BEGIN SOURCE DATA

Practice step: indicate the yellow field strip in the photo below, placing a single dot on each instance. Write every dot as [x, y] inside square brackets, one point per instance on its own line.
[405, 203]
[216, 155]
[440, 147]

END SOURCE DATA
BEGIN SOURCE DATA

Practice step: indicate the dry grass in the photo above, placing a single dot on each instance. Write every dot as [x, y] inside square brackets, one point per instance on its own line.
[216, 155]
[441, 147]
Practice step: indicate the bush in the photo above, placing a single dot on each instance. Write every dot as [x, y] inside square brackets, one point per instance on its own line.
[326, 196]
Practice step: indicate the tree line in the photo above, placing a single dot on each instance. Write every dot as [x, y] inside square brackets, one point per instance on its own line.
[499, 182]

END SOURCE DATA

> EXERCISE BRIEF
Please identify each line in the material above that contains the word "point", matching its case exactly, and copy those lines in full.

> SOLUTION FOR THIS EXERCISE
Practice step: indicate the yellow field strip in the photo below, placing a single dot on each instance. Write every dot as [x, y] inside square brackets, one point per instance on its own line.
Practice step: indicate the dry grass in the photo above, placing a single dot on each instance. Write every dot as [x, y] inside square brackets, one point per instance on its own line.
Practice step: indicate the bush in the photo above, placing a single dot on each instance. Write every dot as [x, y] inside square brackets, one point per instance on its own line.
Practice step: indicate the tree line in the photo above, placing a single dot on each instance. Write every dot as [x, y] inside square brackets, one point per instance on its own line.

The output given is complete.